Task material:
⟨

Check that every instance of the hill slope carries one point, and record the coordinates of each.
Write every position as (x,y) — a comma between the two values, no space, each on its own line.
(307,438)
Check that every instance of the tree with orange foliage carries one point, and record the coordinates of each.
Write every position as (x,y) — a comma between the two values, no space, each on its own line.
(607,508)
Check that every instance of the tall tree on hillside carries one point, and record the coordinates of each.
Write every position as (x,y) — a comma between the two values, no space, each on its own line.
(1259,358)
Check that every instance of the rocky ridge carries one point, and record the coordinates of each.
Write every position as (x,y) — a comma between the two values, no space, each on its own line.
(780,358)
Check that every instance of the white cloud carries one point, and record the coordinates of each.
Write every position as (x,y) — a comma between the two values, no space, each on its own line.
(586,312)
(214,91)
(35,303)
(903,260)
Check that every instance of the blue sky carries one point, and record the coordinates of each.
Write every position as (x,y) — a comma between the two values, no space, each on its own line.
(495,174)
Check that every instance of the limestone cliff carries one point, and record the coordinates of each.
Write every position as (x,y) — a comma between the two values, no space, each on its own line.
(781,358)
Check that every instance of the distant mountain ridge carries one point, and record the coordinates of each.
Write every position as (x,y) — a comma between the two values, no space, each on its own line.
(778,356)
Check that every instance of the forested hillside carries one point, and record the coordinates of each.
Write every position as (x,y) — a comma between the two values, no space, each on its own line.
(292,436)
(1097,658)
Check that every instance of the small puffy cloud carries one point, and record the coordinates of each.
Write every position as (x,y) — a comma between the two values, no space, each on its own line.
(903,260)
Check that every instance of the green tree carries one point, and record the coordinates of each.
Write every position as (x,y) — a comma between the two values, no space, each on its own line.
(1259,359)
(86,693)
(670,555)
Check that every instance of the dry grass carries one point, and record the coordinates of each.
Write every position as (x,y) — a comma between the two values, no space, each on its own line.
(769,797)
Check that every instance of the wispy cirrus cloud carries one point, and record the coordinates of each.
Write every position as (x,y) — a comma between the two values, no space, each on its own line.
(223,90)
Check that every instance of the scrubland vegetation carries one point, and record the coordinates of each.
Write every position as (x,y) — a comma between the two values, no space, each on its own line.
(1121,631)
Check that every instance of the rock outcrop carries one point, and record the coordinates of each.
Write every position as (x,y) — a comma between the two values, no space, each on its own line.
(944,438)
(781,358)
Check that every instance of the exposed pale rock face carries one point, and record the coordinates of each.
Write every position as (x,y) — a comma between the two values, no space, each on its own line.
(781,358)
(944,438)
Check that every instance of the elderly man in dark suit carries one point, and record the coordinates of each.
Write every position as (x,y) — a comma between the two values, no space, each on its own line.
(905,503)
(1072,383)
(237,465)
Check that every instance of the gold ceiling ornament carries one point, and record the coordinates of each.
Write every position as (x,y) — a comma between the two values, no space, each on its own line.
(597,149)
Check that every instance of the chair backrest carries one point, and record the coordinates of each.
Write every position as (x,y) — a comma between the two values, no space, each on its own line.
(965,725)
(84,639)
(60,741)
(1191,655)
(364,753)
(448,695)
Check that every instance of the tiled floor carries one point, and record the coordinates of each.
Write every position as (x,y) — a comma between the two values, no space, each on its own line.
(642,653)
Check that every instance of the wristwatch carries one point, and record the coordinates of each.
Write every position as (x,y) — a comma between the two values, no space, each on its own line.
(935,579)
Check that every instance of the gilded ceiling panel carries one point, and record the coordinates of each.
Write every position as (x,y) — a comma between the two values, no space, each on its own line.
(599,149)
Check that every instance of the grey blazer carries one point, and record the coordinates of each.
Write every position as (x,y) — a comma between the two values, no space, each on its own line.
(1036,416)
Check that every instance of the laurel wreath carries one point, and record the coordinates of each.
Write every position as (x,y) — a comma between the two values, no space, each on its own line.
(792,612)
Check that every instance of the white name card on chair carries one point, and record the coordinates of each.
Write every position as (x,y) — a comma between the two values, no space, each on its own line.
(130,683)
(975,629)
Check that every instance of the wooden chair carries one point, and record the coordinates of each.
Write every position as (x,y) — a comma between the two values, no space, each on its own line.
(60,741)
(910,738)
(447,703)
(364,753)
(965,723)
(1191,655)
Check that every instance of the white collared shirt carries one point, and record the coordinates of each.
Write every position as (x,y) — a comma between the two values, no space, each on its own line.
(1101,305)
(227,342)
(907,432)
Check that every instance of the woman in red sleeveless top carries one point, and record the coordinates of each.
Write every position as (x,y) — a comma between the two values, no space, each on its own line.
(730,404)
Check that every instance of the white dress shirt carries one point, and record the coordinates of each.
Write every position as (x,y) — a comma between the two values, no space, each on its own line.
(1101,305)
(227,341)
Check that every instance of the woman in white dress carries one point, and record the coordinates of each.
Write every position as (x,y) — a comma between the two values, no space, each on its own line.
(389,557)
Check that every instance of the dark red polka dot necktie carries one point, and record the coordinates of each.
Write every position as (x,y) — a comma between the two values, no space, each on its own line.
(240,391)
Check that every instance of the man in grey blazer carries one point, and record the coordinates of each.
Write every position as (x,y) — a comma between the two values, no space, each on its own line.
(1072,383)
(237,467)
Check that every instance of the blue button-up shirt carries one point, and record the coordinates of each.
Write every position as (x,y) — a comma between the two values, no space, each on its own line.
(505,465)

⟩

Problem description: With the line containing "Check that every instance of the woman in red" as the first and the last line of the records as the final one, print exactly the lines in that span.

Solution for this exercise:
Check that every instance of the woman in red sleeveless top carries one point, and record the coordinates of each.
Write every position as (x,y) — a comma between the two values, no space, each on its own line.
(730,404)
Check that every instance of the white dress shirt carries one point, and record the coordinates of each.
Write every position as (x,y) — a comma between the two values, no space, each on its own line.
(1101,305)
(227,341)
Check that every instance of the woman in white dress carries one point, and record the coordinates of each.
Write every position as (x,y) — a comma between the two values, no space, each on its own line.
(389,557)
Check that every instance of the dark red polka dot necktie carries one point, and record the coordinates of each.
Write every position as (x,y) — a comma between the two values, no space, each on its own line.
(240,391)
Check that every instance of the man in grey blazer carries one point, and record the coordinates of each.
Write every position as (x,y) — a comma between the two values, no space, each on its own line.
(1072,383)
(237,467)
Check that every instance of the blue button-up shirt carries one point, and record the coordinates of each.
Write every position as (x,y) — a comma between the two values, no space, each on its own line.
(505,465)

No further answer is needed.